===== ENTRIES SUPPLIED =====
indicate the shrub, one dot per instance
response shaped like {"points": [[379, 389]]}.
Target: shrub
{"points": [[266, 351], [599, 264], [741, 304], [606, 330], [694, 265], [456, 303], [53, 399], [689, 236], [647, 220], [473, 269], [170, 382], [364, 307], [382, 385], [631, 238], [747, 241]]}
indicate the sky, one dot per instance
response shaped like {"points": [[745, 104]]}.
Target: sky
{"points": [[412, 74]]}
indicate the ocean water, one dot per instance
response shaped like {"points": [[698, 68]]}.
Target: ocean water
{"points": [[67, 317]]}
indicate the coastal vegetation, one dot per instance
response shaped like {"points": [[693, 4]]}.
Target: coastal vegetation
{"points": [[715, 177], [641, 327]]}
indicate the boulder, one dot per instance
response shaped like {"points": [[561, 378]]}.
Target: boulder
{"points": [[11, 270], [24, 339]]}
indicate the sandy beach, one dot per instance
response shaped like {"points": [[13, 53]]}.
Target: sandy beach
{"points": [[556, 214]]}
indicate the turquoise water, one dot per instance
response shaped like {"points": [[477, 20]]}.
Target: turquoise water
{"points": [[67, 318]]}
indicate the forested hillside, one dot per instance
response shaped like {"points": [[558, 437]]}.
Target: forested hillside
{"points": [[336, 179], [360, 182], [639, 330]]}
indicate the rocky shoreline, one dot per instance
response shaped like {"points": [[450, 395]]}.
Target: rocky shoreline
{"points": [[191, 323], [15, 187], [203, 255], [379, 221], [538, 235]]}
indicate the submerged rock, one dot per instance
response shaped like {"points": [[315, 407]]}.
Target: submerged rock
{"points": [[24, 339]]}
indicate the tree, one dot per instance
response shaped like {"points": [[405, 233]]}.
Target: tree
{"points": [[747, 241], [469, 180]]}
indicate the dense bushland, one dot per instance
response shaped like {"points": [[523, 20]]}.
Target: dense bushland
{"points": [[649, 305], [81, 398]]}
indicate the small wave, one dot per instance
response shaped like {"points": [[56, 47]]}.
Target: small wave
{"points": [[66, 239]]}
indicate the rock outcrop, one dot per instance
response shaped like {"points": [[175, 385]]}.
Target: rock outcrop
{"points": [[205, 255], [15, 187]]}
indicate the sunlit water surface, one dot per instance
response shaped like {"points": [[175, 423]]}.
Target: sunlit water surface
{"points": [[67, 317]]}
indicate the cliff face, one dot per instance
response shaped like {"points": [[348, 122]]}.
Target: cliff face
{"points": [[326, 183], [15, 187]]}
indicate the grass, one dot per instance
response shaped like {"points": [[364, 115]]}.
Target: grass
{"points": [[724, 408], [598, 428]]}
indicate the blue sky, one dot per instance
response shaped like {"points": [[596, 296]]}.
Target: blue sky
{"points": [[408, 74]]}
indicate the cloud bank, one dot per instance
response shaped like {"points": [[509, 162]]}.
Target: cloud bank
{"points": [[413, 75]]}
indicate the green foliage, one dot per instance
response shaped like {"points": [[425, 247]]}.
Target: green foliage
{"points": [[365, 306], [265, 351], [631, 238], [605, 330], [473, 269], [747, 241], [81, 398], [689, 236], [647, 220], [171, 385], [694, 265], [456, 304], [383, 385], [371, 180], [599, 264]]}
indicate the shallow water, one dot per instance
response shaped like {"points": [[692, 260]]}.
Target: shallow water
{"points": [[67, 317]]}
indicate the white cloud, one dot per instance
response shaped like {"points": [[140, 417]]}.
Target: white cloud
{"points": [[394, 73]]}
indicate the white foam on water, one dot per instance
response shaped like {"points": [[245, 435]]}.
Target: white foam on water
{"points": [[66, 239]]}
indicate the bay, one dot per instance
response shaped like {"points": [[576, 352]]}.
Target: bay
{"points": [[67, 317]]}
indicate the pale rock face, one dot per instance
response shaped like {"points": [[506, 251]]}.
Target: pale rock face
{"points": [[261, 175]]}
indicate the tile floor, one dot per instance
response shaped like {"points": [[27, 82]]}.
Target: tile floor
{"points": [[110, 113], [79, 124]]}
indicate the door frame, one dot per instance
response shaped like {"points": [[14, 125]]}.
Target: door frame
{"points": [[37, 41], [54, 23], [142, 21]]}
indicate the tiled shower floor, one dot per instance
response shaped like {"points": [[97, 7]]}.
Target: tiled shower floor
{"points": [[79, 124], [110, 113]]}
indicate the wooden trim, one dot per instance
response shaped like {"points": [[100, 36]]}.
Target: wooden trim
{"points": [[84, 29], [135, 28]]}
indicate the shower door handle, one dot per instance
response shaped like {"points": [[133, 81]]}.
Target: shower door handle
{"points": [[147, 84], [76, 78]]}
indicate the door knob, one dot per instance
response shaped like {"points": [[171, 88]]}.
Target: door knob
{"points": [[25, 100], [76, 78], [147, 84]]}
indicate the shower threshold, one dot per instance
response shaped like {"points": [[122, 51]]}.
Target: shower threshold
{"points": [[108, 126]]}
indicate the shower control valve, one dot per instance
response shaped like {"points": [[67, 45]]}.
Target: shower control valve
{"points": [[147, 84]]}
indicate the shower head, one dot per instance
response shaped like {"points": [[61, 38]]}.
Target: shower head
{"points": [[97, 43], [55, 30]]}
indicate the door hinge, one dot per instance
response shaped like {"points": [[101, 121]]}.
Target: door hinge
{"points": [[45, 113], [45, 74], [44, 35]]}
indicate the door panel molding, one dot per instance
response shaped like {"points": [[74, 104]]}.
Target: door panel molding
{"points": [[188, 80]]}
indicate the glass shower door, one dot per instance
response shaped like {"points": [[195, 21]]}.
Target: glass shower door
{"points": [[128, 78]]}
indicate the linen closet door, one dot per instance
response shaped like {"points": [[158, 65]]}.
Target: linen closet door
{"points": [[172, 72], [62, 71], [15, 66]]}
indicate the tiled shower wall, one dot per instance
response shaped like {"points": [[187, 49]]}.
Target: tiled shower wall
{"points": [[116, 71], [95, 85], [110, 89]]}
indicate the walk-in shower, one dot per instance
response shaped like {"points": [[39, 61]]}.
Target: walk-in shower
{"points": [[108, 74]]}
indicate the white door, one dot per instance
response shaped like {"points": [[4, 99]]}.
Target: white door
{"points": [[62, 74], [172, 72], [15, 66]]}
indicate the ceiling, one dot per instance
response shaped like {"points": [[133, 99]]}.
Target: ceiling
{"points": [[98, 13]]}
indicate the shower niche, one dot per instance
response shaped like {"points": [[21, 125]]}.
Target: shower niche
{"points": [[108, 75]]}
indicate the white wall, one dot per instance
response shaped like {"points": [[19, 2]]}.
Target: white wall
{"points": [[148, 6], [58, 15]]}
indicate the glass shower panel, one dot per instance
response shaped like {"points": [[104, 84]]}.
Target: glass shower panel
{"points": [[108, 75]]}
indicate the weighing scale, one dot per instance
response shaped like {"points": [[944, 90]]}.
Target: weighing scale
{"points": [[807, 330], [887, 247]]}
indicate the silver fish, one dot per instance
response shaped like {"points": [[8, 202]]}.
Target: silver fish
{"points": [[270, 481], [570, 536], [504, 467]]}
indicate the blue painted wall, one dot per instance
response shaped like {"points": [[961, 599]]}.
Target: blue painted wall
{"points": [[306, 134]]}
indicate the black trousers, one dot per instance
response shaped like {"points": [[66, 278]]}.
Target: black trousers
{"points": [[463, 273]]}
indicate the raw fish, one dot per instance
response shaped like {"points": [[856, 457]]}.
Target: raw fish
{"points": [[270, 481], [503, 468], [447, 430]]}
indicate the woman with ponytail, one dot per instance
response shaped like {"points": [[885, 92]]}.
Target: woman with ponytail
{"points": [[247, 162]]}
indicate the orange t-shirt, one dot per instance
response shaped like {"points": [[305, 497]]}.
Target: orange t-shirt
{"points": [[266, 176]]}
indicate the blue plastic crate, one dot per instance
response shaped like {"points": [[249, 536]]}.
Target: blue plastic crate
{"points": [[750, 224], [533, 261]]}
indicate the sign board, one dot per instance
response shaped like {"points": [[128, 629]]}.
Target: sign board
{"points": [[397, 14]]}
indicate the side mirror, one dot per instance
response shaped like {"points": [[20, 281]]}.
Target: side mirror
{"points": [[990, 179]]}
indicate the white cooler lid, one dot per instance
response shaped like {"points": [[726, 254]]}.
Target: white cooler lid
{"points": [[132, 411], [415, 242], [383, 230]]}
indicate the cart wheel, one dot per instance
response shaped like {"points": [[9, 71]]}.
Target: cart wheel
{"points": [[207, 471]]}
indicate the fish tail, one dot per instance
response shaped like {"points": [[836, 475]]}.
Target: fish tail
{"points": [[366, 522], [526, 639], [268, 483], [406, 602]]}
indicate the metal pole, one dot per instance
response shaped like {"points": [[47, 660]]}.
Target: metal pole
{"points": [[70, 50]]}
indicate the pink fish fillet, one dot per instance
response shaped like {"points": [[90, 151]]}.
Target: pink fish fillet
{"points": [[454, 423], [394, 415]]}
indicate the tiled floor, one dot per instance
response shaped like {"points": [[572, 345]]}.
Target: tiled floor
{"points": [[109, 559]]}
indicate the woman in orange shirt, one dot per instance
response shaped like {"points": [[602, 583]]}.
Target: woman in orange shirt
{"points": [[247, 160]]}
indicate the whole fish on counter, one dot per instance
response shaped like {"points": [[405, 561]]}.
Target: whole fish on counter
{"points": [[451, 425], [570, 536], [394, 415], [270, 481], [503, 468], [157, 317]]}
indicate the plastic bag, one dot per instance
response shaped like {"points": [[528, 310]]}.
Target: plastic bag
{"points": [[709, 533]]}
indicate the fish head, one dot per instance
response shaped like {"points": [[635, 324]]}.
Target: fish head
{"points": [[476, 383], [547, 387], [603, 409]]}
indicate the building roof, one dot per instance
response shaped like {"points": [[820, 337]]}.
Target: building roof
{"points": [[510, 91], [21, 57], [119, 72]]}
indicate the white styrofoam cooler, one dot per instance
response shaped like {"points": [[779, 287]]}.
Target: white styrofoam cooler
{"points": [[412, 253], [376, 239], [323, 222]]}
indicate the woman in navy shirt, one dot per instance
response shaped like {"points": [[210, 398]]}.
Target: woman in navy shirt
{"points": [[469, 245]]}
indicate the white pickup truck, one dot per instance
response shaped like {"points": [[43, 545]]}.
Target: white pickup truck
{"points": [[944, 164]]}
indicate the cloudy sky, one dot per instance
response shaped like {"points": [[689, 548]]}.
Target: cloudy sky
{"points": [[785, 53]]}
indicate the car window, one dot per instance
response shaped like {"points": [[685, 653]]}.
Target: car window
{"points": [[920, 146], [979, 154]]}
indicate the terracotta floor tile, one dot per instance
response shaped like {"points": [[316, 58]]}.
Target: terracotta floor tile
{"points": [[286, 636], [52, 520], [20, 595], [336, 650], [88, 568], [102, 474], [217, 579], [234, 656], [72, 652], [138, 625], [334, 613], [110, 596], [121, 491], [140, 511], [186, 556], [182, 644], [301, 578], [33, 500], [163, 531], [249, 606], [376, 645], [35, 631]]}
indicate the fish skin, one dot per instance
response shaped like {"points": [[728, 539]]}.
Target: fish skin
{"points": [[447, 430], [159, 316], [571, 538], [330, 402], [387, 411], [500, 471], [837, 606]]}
=====
§ **THE REQUEST**: Give the records again from the line holding "indicate the car window, one dot per instance" through the end of the records, inclusive, with "terracotta" swapped for "clay" and everything else left unchanged.

§ **EXPECTED ANSWER**:
indicate the car window, one dot per instance
response shaped like {"points": [[685, 653]]}.
Target: car window
{"points": [[920, 146], [979, 154]]}
indicate the clay floor tile, one dot per instance
response shaped like {"points": [[316, 58]]}.
Target: clay floor tile
{"points": [[286, 636], [52, 520], [20, 595], [336, 650], [88, 568], [102, 474], [217, 579], [234, 656], [72, 652], [138, 625], [334, 613], [110, 596], [121, 491], [140, 511], [186, 556], [182, 644], [301, 578], [33, 500], [163, 531], [249, 606], [376, 645], [35, 631]]}
indicate the fish skin, one dot per instance
response shaped like {"points": [[728, 539]]}.
Target: fish skin
{"points": [[447, 430], [159, 316], [571, 538], [330, 402], [387, 411], [500, 471], [837, 606]]}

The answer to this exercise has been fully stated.